**Passage**
#####

Personal information
According to the Privacy Act 1988, personal information is 'information or an opinion about an identified individual, or an individual who is reasonably identifiable:
(a) whether the information or opinion is true or not true; and
(b) whether the information or opinion is recorded in a material form or not’.
In other words, personal information is information that identifies, or could identify, a person. This can include not only names and addresses, but also medical records, bank account details, photos, videos and even information about what a person likes and where they work. Information can still be personal without having a name attached to it. For example, in some cases, date of birth and postcode may be enough to identify someone.

Perturbation
A statistical disclosure control technique used for count or magnitude data. Perturbation is a data modification method that involves changing the data slightly to reduce the risk of disclosure while retaining as much data content and structure as possible. Perturbation techniques include data rounding.
For more about statistical disclosure control techniques, see Part 4: Managing the risk of disclosure: Treating aggregate data.

Privacy
Although not specifically defined in the Privacy Act, privacy is generally considered as an individual’s right to have their personal information kept confidential unless informed consent has been given to release the information, or a legal authority exists. This is in accordance with the requirements of the Privacy Act 1988.

#####

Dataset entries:
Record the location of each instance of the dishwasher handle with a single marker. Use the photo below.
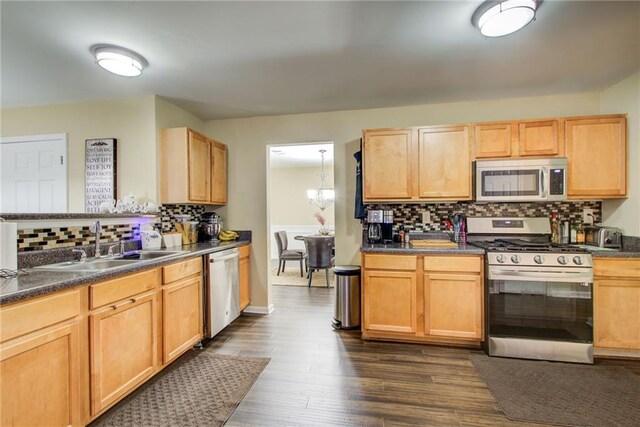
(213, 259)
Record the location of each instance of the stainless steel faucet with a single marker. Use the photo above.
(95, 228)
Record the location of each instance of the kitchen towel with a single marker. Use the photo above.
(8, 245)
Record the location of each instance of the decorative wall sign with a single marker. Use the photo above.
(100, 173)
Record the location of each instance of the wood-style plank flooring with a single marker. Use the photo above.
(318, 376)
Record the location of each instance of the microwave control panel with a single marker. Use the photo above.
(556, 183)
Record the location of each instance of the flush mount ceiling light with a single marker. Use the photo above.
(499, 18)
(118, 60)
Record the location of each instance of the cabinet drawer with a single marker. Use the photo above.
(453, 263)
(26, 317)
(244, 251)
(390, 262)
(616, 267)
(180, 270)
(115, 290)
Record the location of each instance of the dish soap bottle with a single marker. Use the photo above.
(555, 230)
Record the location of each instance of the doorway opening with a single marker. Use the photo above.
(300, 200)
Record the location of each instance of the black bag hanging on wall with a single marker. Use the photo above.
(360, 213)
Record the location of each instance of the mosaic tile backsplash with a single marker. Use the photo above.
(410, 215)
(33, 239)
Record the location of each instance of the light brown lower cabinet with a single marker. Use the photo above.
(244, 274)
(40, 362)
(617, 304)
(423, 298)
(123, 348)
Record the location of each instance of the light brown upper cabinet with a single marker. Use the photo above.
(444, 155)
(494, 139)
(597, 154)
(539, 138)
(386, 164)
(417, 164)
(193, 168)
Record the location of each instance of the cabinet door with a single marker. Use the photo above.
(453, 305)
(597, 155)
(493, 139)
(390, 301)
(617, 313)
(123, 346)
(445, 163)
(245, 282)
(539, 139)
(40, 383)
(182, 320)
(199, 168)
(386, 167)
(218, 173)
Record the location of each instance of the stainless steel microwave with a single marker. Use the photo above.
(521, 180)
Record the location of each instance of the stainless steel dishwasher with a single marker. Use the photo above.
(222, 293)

#####

**Assigned task**
In the glossary, which technique is named as one of the perturbation techniques? Answer using only the glossary.

**Output**
Data rounding.